Your task >> Copy every item below in full, requests included, and shift each coordinate in the answer outlines by adding 28 to it.

Data shown >>
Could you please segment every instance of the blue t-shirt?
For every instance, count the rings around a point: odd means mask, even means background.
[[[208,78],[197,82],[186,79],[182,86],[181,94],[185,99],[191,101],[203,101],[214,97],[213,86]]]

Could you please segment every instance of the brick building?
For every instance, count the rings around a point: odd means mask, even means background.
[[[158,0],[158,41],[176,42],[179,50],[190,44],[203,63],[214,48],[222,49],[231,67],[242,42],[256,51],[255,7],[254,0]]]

Written answer >>
Could you please segment every instance of the blue t-shirt?
For every instance, count the rings around a point: odd means mask, even means background.
[[[236,106],[225,110],[214,107],[210,114],[209,122],[213,127],[219,129],[231,129],[242,125],[241,114]]]

Could you please segment every instance of the brick building?
For every instance, count the rings around a point: odd means mask, even means background.
[[[186,28],[186,69],[204,70],[207,78],[218,72],[231,91],[242,76],[250,77],[259,95],[270,70],[284,79],[283,35],[282,28]]]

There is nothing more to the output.